• [PROMPT A] Which lines in the records contain the string "green"? Show each of those lines in full, and treat case as significant.

All submodules under the specified modules will also be loaded:
# formed.yml
required_modules:
- my_project
4. Execute from command line:
$ ls
config.jsonnet formed.yml my_project.py
$ formed workflow run config.jsonnet
Advanced Configuration Patterns¶
Object Construction¶
altescy/colt automatically maps configuration to Python objects based on type hints and function signatures:
class AwesomeProcessor:
def __init__(self, name: str):
...
@workflow.step
def do_experiment(processor: AwesomeProcessor):
...
The following configuration automatically constructs an AwesomeProcessor instance and passes it to do_experiment:
{
steps: {
experiment: {
type: 'do_experiment',
processor: {
name: "Alice" // Maps to AwesomeProcessor.__init__ parameters
}
}
}
}
Using Registrable¶
Use colt.Registrable to register classes with a common interface, making it easy to inject and swap logic:
import colt
class BaseCallback(colt.Registrable):
...
@BaseCallback.register("log")
class LoggingCallback(BaseCallback):
...
@BaseCallback.register("notify")
class NotificationCallback(BaseCallback):
...
@workflow.step
def train_model(..., callbacks: list[BaseCallback]):
...
In the configuration, registered types can be referenced by their registration names:
{
steps: {
model: {
type: 'train_model',
...,
callbacks: [
{ type: 'log', ... }, // LoggingCallback
{ type: 'notify', ... } // NotificationCallback
]
}
}
}
Direct Module References¶
Use the type: 'path.to:ClassName' notation to reference any class or function from any module:
@workflow.step
def train_sklearn(model, X, y):
...
{
steps: {
model: {
type: 'train_sklearn',
model: {
type: 'sklearn.ensemble:RandomForestClassifier',
n_estimators: 100,
},
...
}
}
}
Syntax: 'module.path:ClassName' or 'module.path:function_name'
This allows you to use any Python object without pre-registration.
JSON Schema Support¶
The formed workflow schema command generates a JSON Schema for your workflow configuration:
formed workflow schema --output schema.json
Use this schema with JSON Schema-compatible LSP (Language Server Protocol) implementations for: - Auto-completion - Type validation - Documentation on hover
Reference the schema in your configuration file:
{
"$schema": "./schema.json",
"steps": {
...
}
}
This enables IDE support for efficient configuration writing with validation and auto-completion.

• [RECORDS PROVIDED]
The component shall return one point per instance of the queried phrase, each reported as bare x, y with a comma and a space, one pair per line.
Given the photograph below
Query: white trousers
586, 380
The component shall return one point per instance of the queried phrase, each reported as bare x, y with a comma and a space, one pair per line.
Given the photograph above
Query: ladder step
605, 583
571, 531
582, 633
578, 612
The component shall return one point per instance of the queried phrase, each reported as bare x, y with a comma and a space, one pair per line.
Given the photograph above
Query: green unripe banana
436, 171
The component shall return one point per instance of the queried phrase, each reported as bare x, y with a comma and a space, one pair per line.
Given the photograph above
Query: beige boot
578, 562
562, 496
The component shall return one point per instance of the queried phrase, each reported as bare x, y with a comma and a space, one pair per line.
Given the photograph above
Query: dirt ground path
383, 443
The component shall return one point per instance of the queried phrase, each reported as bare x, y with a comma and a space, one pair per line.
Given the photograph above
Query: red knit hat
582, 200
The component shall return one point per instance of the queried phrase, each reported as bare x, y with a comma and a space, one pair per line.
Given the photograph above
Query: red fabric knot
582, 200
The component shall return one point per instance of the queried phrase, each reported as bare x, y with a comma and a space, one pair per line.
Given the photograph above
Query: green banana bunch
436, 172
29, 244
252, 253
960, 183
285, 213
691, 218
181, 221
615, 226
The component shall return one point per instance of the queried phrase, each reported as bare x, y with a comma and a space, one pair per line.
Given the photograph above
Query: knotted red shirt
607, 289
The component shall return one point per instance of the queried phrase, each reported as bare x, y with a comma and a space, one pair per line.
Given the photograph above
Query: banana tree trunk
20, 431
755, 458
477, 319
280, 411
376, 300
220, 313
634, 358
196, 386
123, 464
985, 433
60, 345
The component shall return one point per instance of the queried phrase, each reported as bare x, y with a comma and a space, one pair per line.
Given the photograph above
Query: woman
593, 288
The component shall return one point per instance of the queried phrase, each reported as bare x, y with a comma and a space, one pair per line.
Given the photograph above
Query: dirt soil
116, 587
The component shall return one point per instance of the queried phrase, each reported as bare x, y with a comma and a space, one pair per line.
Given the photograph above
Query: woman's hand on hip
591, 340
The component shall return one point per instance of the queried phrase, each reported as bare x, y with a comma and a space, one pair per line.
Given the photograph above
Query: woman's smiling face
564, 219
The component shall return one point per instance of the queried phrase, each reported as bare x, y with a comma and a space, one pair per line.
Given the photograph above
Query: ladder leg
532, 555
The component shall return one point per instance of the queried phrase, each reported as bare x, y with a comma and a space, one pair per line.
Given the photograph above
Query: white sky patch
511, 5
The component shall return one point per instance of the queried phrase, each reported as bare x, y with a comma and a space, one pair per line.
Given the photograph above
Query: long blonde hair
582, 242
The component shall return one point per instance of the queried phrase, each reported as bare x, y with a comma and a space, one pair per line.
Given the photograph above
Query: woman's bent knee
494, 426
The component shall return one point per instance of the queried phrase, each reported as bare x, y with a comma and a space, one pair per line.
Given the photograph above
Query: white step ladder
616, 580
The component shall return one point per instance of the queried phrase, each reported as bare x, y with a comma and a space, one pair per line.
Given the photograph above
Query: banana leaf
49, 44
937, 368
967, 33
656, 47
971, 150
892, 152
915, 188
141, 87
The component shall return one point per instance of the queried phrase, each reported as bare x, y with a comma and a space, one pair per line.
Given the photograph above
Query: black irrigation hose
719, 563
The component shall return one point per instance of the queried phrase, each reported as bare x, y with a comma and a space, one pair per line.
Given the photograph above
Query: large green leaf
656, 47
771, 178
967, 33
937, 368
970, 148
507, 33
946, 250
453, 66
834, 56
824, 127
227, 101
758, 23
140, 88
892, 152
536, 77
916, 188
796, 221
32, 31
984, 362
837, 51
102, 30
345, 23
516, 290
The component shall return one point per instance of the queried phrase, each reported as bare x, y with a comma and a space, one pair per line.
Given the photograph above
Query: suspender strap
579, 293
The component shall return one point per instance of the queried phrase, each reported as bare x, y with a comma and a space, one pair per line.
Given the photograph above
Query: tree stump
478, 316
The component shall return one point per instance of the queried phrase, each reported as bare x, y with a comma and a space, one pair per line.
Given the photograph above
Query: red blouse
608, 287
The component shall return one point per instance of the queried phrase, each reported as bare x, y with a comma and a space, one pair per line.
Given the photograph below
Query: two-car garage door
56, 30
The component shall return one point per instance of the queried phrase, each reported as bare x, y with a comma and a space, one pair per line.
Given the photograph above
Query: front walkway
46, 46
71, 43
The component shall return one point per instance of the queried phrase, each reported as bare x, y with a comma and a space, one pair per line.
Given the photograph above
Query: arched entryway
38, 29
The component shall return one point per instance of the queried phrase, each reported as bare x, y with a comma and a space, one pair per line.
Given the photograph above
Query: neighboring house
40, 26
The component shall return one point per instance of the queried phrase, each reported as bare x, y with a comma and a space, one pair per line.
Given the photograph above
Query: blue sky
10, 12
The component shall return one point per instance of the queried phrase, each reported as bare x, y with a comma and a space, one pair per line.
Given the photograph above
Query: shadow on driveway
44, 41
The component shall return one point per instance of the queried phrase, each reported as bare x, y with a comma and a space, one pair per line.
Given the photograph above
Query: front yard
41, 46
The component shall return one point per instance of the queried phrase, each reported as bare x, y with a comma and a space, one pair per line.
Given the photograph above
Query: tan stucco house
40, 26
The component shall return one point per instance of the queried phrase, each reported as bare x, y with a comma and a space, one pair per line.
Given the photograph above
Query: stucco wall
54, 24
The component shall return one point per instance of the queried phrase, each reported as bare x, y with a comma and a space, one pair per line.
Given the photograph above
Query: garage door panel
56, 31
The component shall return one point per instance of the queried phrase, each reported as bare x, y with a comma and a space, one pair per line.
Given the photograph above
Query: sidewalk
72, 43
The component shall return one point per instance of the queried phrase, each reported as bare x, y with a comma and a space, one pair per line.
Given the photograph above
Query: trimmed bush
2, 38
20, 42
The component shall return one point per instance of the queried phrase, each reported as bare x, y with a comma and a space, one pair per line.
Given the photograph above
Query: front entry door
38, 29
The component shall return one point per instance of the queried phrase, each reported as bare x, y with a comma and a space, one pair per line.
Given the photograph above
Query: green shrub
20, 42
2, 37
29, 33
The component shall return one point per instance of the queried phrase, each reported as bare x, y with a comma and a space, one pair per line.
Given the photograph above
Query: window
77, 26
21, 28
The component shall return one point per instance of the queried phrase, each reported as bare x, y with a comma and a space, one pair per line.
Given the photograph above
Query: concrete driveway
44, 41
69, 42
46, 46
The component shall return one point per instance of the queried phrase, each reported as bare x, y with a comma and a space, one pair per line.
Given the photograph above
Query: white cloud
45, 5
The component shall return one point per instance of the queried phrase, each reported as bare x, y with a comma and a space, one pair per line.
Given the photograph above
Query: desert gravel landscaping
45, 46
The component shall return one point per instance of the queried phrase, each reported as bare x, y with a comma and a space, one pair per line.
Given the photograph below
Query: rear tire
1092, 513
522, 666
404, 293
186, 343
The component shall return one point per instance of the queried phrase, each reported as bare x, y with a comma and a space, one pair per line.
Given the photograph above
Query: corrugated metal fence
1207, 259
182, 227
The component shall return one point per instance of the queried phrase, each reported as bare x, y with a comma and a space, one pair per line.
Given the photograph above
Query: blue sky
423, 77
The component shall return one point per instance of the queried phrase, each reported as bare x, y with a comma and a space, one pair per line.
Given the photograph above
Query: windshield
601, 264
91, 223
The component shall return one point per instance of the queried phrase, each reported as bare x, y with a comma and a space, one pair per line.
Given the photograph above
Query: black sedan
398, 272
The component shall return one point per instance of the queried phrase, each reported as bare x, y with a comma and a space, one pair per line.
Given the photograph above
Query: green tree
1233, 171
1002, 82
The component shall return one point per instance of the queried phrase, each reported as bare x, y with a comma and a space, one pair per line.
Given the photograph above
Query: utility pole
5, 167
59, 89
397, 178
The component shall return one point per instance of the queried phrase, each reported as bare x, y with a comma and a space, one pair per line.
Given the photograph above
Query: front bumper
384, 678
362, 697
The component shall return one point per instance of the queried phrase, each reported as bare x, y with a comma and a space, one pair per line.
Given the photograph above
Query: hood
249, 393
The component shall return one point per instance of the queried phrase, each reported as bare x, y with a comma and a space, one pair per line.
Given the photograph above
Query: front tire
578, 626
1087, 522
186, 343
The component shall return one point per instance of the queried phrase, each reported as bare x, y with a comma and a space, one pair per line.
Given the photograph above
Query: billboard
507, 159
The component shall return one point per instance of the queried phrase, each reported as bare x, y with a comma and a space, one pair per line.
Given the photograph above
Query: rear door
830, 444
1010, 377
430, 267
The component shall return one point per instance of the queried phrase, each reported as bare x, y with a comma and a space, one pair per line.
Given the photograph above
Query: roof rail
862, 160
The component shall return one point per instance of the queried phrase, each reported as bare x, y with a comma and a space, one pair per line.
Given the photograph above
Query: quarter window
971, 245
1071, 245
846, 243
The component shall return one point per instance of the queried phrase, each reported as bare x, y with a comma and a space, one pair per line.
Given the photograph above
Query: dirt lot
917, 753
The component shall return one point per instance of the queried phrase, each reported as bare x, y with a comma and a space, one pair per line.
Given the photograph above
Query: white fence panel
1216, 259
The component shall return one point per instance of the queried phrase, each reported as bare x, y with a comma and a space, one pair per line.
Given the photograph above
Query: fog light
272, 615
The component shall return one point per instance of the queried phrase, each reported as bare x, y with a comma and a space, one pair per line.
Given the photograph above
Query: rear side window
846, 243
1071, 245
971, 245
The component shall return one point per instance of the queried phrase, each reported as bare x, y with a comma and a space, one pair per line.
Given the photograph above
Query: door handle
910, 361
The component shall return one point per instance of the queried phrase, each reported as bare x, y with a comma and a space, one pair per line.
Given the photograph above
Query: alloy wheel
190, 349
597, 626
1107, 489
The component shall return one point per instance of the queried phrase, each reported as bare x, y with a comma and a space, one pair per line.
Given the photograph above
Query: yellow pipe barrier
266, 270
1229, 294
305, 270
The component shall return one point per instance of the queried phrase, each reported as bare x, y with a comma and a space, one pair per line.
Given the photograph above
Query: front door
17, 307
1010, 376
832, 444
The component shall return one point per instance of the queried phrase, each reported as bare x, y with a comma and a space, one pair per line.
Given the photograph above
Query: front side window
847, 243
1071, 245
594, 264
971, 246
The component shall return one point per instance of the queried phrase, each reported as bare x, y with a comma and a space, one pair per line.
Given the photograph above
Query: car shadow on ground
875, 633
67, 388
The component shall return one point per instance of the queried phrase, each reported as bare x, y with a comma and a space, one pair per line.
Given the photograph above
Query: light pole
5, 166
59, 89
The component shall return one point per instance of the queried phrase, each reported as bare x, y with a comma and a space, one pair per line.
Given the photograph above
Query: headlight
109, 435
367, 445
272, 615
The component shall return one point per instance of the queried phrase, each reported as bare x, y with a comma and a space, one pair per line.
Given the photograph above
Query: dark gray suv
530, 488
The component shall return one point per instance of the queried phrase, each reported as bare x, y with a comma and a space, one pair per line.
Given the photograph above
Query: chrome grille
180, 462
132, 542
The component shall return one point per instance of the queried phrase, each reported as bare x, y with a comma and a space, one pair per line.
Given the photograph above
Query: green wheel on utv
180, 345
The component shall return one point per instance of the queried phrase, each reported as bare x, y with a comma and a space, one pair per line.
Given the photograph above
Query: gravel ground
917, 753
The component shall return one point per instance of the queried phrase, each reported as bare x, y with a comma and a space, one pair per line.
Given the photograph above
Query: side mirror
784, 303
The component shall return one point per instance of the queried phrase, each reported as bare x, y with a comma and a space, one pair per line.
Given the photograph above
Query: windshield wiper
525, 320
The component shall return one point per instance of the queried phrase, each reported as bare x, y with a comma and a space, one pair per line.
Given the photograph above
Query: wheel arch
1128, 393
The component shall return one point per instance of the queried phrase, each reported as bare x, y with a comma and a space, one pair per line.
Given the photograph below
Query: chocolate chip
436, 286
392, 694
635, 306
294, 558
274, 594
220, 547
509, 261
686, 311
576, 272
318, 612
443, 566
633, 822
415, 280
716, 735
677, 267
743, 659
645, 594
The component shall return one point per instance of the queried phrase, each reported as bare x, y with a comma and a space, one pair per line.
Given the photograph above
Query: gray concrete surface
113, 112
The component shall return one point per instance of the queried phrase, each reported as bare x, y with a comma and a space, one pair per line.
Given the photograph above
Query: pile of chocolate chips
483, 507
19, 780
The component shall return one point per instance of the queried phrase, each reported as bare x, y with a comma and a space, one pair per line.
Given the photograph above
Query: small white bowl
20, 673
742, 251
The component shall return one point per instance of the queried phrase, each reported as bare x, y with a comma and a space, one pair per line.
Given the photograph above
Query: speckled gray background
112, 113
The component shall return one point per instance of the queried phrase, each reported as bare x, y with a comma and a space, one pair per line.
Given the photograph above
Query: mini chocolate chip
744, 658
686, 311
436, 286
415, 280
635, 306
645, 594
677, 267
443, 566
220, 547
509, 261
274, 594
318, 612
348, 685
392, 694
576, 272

• [PROMPT B] Reproduce the entire workflow configuration guide above, word for word and with nothing left out.

• [OUTPUT A]
Query: green unripe banana
Query: green banana bunch
Query: large green leaf
Query: green shrub
Query: green tree
Query: green wheel on utv

• [OUTPUT B]
All submodules under the specified modules will also be loaded:
# formed.yml
required_modules:
- my_project
4. Execute from command line:
$ ls
config.jsonnet formed.yml my_project.py
$ formed workflow run config.jsonnet
Advanced Configuration Patterns¶
Object Construction¶
altescy/colt automatically maps configuration to Python objects based on type hints and function signatures:
class AwesomeProcessor:
def __init__(self, name: str):
...
@workflow.step
def do_experiment(processor: AwesomeProcessor):
...
The following configuration automatically constructs an AwesomeProcessor instance and passes it to do_experiment:
{
steps: {
experiment: {
type: 'do_experiment',
processor: {
name: "Alice" // Maps to AwesomeProcessor.__init__ parameters
}
}
}
}
Using Registrable¶
Use colt.Registrable to register classes with a common interface, making it easy to inject and swap logic:
import colt
class BaseCallback(colt.Registrable):
...
@BaseCallback.register("log")
class LoggingCallback(BaseCallback):
...
@BaseCallback.register("notify")
class NotificationCallback(BaseCallback):
...
@workflow.step
def train_model(..., callbacks: list[BaseCallback]):
...
In the configuration, registered types can be referenced by their registration names:
{
steps: {
model: {
type: 'train_model',
...,
callbacks: [
{ type: 'log', ... }, // LoggingCallback
{ type: 'notify', ... } // NotificationCallback
]
}
}
}
Direct Module References¶
Use the type: 'path.to:ClassName' notation to reference any class or function from any module:
@workflow.step
def train_sklearn(model, X, y):
...
{
steps: {
model: {
type: 'train_sklearn',
model: {
type: 'sklearn.ensemble:RandomForestClassifier',
n_estimators: 100,
},
...
}
}
}
Syntax: 'module.path:ClassName' or 'module.path:function_name'
This allows you to use any Python object without pre-registration.
JSON Schema Support¶
The formed workflow schema command generates a JSON Schema for your workflow configuration:
formed workflow schema --output schema.json
Use this schema with JSON Schema-compatible LSP (Language Server Protocol) implementations for: - Auto-completion - Type validation - Documentation on hover
Reference the schema in your configuration file:
{
"$schema": "./schema.json",
"steps": {
...
}
}
This enables IDE support for efficient configuration writing with validation and auto-completion.